-- begin --

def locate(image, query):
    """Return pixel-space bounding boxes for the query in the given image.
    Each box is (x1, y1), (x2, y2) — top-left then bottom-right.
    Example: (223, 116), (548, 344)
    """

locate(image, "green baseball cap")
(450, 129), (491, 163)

-- end --

What is required
Rewrite the lines above with "green" changed to "red" and everything else left as it is.

Exercise solution
def locate(image, query):
    """Return pixel-space bounding boxes for the query in the given image.
    Each box is (x1, y1), (x2, y2) — top-left then bottom-right.
    Example: (223, 116), (548, 344)
    """

locate(image, "red baseball cap")
(450, 129), (491, 163)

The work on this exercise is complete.